**Exercise objective**
Images excluded, repeat each entry below exactly.

# # #

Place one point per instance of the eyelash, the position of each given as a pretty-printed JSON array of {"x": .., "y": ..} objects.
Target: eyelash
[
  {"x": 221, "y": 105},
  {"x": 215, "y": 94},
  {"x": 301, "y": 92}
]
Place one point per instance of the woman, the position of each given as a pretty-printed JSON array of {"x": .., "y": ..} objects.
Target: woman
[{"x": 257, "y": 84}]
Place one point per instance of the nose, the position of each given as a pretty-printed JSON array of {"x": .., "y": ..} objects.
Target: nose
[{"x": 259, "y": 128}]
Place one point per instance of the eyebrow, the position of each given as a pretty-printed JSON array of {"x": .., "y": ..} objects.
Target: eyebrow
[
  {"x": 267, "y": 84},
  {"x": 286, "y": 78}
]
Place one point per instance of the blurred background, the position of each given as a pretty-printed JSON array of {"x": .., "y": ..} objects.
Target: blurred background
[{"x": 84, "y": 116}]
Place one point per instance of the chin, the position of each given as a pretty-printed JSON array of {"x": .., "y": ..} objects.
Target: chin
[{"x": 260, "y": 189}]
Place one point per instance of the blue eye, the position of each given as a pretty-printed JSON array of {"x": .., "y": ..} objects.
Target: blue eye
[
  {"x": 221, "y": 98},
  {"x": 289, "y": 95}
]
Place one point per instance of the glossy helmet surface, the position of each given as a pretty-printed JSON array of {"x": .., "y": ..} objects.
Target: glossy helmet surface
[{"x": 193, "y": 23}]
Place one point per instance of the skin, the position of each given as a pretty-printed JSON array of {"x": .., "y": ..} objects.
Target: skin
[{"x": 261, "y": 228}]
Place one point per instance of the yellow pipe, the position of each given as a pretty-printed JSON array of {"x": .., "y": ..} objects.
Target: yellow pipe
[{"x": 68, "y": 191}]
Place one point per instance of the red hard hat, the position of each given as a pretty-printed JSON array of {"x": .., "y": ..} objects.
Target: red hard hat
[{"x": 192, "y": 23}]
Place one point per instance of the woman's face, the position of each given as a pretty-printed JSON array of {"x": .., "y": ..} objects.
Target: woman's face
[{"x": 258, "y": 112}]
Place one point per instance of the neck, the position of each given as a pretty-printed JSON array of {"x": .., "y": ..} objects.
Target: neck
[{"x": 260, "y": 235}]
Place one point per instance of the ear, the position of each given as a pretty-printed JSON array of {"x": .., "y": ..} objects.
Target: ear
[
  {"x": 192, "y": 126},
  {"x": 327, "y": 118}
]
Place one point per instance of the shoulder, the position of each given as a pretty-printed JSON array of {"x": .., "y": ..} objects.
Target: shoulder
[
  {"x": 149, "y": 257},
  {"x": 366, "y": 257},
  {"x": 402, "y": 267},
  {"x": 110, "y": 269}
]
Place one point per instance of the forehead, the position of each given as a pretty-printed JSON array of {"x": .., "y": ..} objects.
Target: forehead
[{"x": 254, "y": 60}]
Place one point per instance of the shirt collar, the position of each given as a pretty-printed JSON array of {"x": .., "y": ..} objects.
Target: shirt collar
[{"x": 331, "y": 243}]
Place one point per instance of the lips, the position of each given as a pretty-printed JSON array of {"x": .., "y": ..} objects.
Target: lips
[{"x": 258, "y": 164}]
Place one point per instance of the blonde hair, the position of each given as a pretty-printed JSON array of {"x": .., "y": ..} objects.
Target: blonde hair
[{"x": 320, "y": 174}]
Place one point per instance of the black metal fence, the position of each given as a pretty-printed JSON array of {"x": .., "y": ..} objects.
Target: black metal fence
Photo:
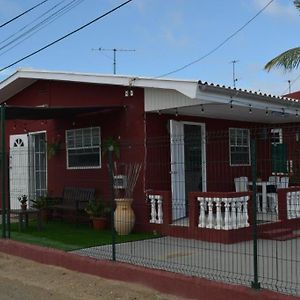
[{"x": 220, "y": 205}]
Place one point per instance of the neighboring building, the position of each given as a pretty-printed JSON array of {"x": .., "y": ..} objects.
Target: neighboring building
[{"x": 79, "y": 111}]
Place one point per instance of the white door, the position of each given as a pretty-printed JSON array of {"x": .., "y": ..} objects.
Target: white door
[
  {"x": 177, "y": 170},
  {"x": 18, "y": 168},
  {"x": 38, "y": 165}
]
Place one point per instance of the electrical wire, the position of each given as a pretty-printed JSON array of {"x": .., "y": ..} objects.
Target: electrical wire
[
  {"x": 22, "y": 14},
  {"x": 67, "y": 35},
  {"x": 32, "y": 22},
  {"x": 218, "y": 46},
  {"x": 30, "y": 32},
  {"x": 292, "y": 82}
]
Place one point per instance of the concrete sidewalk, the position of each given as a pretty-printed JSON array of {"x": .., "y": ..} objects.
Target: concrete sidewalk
[{"x": 278, "y": 262}]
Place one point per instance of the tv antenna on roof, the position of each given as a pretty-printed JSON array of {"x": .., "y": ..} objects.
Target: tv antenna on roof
[
  {"x": 233, "y": 72},
  {"x": 289, "y": 83},
  {"x": 114, "y": 50}
]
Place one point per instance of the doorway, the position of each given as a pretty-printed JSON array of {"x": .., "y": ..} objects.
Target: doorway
[
  {"x": 27, "y": 166},
  {"x": 188, "y": 171}
]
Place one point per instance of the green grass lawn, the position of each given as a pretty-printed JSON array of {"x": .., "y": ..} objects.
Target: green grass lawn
[{"x": 66, "y": 236}]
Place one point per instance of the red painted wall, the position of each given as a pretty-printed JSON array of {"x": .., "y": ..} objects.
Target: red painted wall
[
  {"x": 220, "y": 175},
  {"x": 126, "y": 124}
]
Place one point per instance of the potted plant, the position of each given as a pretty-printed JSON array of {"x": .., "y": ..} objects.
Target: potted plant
[
  {"x": 98, "y": 211},
  {"x": 41, "y": 204},
  {"x": 124, "y": 217},
  {"x": 23, "y": 200}
]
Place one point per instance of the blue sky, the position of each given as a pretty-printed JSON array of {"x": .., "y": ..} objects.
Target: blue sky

# # #

**Answer for this exercise**
Place one point per instance of the eyelash, the position of each given as a pretty-printed JSON array of {"x": .., "y": ..} objects.
Target: eyelash
[
  {"x": 221, "y": 105},
  {"x": 215, "y": 94},
  {"x": 301, "y": 92}
]
Place one point per instance of the woman, the position of each given as a pretty-printed JSON array of {"x": .., "y": ..} objects.
Target: woman
[{"x": 257, "y": 84}]
Place one point per instance of the nose, the position of each given as a pretty-printed JSON array of {"x": .., "y": ..} objects.
Target: nose
[{"x": 259, "y": 128}]
Place one point per instance of the eyebrow, the position of each given as a pretty-printed JSON array of {"x": .., "y": ..} objects.
Target: eyebrow
[
  {"x": 267, "y": 84},
  {"x": 286, "y": 78}
]
Place one point per instance of the blurred background, the position of each given as a pretty-printed JSON array of {"x": .., "y": ..} objects.
Target: blurred background
[{"x": 84, "y": 116}]
Place one point per instance of the chin, the position of each given as a pretty-printed JSON array of {"x": .., "y": ..} objects.
Target: chin
[{"x": 260, "y": 189}]
Place one point per instance of the blue eye, the position of each given as a pretty-printed JSON array of {"x": .., "y": ..} objects.
Target: blue eye
[
  {"x": 221, "y": 98},
  {"x": 289, "y": 95}
]
Place one point per instance of the glossy helmet surface, the position of each given as a pretty-printed JSON array of {"x": .., "y": ..} objects.
Target: glossy helmet surface
[{"x": 193, "y": 23}]
Place one point per instance of the skin, the position of each given as a pretty-printed JSON array of {"x": .., "y": ..} objects.
Target: skin
[{"x": 261, "y": 228}]
Place one point per instance of the yellow pipe, the position of each given as a pretty-printed JSON array of {"x": .., "y": ..} objects.
Target: yellow pipe
[{"x": 68, "y": 191}]
Place one point per instance of the red hard hat, the position of each given as a pretty-printed JSON array of {"x": .., "y": ..} objects.
Target: red hard hat
[{"x": 192, "y": 23}]
Place one point per instance of the woman's face, the position of each given as a pretty-printed JSON array of {"x": .., "y": ..} objects.
Target: woman's face
[{"x": 258, "y": 112}]
Place one point per instance of the neck, the position of each given as a pretty-printed JSON array of {"x": .., "y": ..} objects.
Target: neck
[{"x": 260, "y": 235}]
Place one point per instance of the ear, the position of each given as a pretty-printed JSON array of {"x": .., "y": ..} objects.
Target: ear
[
  {"x": 192, "y": 126},
  {"x": 327, "y": 118}
]
Place one point per instance of the shoulder, the position of each given as a pretty-printed JSON array of {"x": .., "y": ..} objects.
Target: shoulder
[
  {"x": 149, "y": 257},
  {"x": 366, "y": 257},
  {"x": 402, "y": 267},
  {"x": 110, "y": 269}
]
Place one point per instance of the forehead, the position of each given as a pretty-printed JSON array of {"x": .., "y": ..} objects.
Target: forehead
[{"x": 254, "y": 60}]
Place one point per instance of the shirt collar, the position of each given as a pretty-printed JSON array of {"x": .., "y": ..} objects.
Target: shirt collar
[{"x": 331, "y": 243}]
Place one point per instance of the lips, the position of each given as a pretty-printed JSON array of {"x": .., "y": ..} objects.
Target: lips
[{"x": 258, "y": 164}]
Place one point per instance of the blonde hair, the position of each given as a pretty-printed JSON array of {"x": .., "y": ..} objects.
Target: blonde hair
[{"x": 320, "y": 174}]
Place one point per instance of the black metal fence, the position of each given as a pretty-printed JSON array of {"x": .., "y": ..} objects.
Target: black metal fence
Photo:
[{"x": 220, "y": 205}]
Place one point per instance of the neighboring building, the position of each given as a pretty-printed JSON array of {"x": .., "y": ..} objects.
Target: neighboring building
[{"x": 79, "y": 111}]
Place one point per instance of the white door, the position of each given as a pretty-printed JSON array of {"x": .., "y": ..} objects.
Target: white door
[
  {"x": 177, "y": 170},
  {"x": 18, "y": 168},
  {"x": 38, "y": 165}
]
Place one point per instance of the electrical wire, the position of each given as a pretty-printed JSON array of {"x": .., "y": ..} objects.
Target: electrical wire
[
  {"x": 22, "y": 14},
  {"x": 67, "y": 35},
  {"x": 32, "y": 22},
  {"x": 218, "y": 46},
  {"x": 30, "y": 32},
  {"x": 292, "y": 82}
]
Place one point per instance of the concrete sidewalk, the position of each given as a pretty-printed JSON array of {"x": .., "y": ..} objects.
Target: concrete sidewalk
[{"x": 278, "y": 262}]
Place one point per instance of the tv antenna on roof, the position of each given as a pretty-printed JSON array of {"x": .., "y": ..} objects.
Target: tv antenna on roof
[
  {"x": 233, "y": 72},
  {"x": 289, "y": 83},
  {"x": 114, "y": 50}
]
Place one point per instance of the doorway, the position of each given as a pretty-printed JSON array of {"x": .., "y": ..} objects.
Target: doorway
[
  {"x": 27, "y": 166},
  {"x": 188, "y": 171}
]
Place one point per instance of the green grass lawn, the position of each given as a pretty-printed JSON array of {"x": .., "y": ..} objects.
Target: green grass lawn
[{"x": 66, "y": 236}]
Place one point per instance of the red painted wall, the position of each given as a pretty-printed JSON array of {"x": .., "y": ..} objects.
Target: red painted wall
[
  {"x": 220, "y": 175},
  {"x": 126, "y": 124}
]
Place one point per instance of the potted plant, the position of each given as a pretty-printed JSON array of {"x": .., "y": ..} objects.
Target: potted plant
[
  {"x": 98, "y": 211},
  {"x": 41, "y": 204},
  {"x": 124, "y": 217},
  {"x": 23, "y": 200}
]
Place one point per instance of the blue sky, the position of each given as a pretty-printed JSON array of {"x": .., "y": ..} objects.
Target: blue sky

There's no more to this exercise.